WHAT YOU NEED TO DO:
a. Please print the portion of the excerpt about small press reviewing that starts with the words "Posted on May" and ends with "for the homeless.)".
b. According to the excerpt about small press reviewing, which charity receives all proceeds from sales of In Dublin City?

EXCERPT:
I've been reviewing small press publications on www.bugpowder.com for a few years now. Totemic small presser Andy Luke recruited me; he'd been impressed with my essay, Closing Shots From A Grassy Knoll, and was convinced that I could restore some cheer to the reviews section.

Ostensibly a scoff-mixture, Closing Shots From A Grassy Knoll discusses the pathogenic presence in UK small press of comics creators eager to produce work sterilized by an ambition to be adaptable to the strictures of an intrusive company bent on 'product development', and who derive a vanity-buzz of satisfaction from tucking themselves into deadlines and knocked-off scripts. "This budding hack is fuelled by little more than the desperation for a sense of celebrity," I wrote, "and must be destroyed."

My muscular reviewing-style grated with small press enthusiasts' indulgence in self-satisfied congeniality and writer/artist shape-throwing, but I refused to conveniently dismiss creators with throwaway compliments, employing instead a reviewing discipline based on four simple tenets: 1, perspective is to be achieved; 2, the standards by which one is judging the work are to be made clear; 3, credit is to be given where it is due; and 4, one should not be such a fucking misanthrope, you above-being-human narcissist.

Regularly achieving three of the four principles with my aesthetic evaluations, and quickly developing an obsessive-compulsive urgency for production of symmetrically paragraphed reviews, the meaningless absurdity of opinionative writing soon revealed itself to me. I was not deterred.

John Robbins

In Dublin City

Posted on May 4, 2003

Another title with Atomic Diner imprint, and, as advance publicity optimistically suggests, just the second in a courageous line of Irish comics packaged with mainstream ambition. Publisher Rob Curley is fast becoming the Dez Skinn of Ireland's nascent comics industry! And, despite his ambition, obviously recognises that 'industry' more often than not contains dark, satanic mills in which the souls of men are ground to valueless dust - all proceeds from the sale of this book are donated to the Simon Community. (A charity for the homeless.)

In Dublin City, by Gerry Hunt, is an incantation to and of this fair city, but not so much penned by a James Joyce as by a Ronnie Drew! It bustles with common muckers and oozes a seductive salta-de-eart exuberance that demands affection, but that fails to engage as a work of sequential art. Centred around a card game destined for urban folkloric status, a crowded proximity of peripheral characters, Dublin city itself and a ballad-like narrative combine to allow the reader to witness the magical transition from the everyday to legend. It is a chemistry that almost overwhelms the reader with urgent appreciation.

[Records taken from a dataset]
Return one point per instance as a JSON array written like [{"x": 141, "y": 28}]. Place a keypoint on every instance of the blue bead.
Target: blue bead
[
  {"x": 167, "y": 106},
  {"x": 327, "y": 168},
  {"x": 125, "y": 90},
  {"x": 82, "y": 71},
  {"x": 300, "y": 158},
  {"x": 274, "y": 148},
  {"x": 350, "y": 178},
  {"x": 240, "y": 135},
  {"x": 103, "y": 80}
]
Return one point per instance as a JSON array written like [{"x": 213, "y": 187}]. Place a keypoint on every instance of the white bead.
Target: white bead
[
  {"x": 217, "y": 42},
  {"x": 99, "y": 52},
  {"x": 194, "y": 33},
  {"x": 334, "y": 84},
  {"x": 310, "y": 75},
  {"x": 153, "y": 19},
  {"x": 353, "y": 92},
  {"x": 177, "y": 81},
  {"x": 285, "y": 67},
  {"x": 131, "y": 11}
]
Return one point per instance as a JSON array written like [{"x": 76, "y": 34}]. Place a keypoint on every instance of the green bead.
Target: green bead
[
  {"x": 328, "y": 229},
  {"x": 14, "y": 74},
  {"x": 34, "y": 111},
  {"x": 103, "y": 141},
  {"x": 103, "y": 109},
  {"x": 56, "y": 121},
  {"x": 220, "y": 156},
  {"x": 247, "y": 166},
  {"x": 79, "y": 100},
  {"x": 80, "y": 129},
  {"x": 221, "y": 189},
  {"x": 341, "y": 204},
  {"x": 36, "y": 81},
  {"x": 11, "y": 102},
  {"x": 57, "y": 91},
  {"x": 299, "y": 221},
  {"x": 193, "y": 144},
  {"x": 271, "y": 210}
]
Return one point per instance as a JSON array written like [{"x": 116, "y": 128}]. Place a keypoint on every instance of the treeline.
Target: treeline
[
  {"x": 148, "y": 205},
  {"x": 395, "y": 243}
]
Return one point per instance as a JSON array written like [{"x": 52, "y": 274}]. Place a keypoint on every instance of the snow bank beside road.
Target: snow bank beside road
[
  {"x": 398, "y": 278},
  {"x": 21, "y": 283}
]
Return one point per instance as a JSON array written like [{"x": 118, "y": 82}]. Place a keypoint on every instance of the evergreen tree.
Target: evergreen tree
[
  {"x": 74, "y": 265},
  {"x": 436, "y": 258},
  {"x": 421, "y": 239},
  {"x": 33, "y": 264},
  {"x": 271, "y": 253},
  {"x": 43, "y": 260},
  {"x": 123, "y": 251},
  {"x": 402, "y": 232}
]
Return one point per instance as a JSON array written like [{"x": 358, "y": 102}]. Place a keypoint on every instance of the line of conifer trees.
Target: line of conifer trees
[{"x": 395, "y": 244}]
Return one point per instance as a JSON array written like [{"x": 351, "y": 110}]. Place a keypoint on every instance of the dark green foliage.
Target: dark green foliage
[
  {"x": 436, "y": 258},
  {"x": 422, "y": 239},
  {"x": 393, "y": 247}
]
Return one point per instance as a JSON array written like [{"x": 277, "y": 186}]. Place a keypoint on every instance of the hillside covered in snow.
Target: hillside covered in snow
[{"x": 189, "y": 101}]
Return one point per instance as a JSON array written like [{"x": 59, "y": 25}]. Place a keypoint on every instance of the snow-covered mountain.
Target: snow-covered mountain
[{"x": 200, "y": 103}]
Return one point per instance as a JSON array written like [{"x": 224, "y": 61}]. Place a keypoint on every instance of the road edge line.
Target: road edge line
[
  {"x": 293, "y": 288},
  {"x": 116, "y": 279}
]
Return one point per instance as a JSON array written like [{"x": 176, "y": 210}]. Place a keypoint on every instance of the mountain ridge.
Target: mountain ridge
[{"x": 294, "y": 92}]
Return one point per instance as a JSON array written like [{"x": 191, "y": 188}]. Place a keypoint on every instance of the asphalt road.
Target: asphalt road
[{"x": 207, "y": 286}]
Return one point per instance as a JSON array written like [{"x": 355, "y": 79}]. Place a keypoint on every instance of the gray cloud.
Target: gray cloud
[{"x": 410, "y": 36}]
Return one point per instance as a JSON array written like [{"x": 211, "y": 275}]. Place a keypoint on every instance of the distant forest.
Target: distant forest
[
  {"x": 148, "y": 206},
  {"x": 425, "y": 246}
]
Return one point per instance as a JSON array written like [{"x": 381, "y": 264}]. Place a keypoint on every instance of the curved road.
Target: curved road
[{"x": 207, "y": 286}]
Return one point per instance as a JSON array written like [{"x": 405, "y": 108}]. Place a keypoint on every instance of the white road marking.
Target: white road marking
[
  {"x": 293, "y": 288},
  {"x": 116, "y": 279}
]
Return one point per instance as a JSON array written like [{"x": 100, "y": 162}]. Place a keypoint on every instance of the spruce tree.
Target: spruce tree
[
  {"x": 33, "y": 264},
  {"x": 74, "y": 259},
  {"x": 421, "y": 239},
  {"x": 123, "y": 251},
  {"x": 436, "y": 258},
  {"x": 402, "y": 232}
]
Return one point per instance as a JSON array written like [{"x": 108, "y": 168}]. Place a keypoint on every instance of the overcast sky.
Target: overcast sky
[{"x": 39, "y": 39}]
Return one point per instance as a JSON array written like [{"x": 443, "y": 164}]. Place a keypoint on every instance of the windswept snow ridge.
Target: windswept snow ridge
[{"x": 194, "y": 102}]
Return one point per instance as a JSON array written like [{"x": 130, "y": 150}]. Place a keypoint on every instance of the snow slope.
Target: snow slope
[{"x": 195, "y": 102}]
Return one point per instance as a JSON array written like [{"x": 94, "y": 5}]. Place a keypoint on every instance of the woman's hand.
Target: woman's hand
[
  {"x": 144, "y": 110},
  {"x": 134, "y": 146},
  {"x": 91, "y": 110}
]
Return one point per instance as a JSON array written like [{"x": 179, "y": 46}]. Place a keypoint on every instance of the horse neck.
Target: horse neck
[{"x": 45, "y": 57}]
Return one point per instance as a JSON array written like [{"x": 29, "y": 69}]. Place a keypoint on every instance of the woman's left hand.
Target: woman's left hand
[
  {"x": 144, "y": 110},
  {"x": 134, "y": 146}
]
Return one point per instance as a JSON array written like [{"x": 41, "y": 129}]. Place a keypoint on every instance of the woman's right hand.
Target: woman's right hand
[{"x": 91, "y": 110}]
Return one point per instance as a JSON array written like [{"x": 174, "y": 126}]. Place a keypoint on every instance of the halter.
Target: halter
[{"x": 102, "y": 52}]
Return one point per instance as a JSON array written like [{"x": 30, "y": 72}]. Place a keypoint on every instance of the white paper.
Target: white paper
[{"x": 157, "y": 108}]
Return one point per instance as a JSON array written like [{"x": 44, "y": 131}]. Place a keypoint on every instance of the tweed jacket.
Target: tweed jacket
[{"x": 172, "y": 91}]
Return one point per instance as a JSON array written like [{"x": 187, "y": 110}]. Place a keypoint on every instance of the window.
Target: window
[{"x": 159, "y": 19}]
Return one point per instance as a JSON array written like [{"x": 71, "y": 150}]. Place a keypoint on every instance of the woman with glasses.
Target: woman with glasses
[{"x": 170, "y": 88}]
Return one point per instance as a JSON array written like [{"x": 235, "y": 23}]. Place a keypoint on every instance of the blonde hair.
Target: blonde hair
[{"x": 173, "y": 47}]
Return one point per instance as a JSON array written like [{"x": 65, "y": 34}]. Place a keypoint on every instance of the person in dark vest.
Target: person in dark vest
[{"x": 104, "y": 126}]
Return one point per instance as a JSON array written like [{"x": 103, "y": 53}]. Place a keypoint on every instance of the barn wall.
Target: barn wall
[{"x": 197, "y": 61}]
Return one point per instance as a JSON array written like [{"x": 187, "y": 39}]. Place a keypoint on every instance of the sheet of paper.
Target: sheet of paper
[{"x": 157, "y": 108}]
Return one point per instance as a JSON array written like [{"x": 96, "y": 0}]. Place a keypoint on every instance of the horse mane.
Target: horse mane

TASK-BY-TASK ANSWERS:
a.
Posted on May 4, 2003

Another title with Atomic Diner imprint, and, as advance publicity optimistically suggests, just the second in a courageous line of Irish comics packaged with mainstream ambition. Publisher Rob Curley is fast becoming the Dez Skinn of Ireland's nascent comics industry! And, despite his ambition, obviously recognises that 'industry' more often than not contains dark, satanic mills in which the souls of men are ground to valueless dust - all proceeds from the sale of this book are donated to the Simon Community. (A charity for the homeless.)

b. The Simon Community, a charity for the homeless.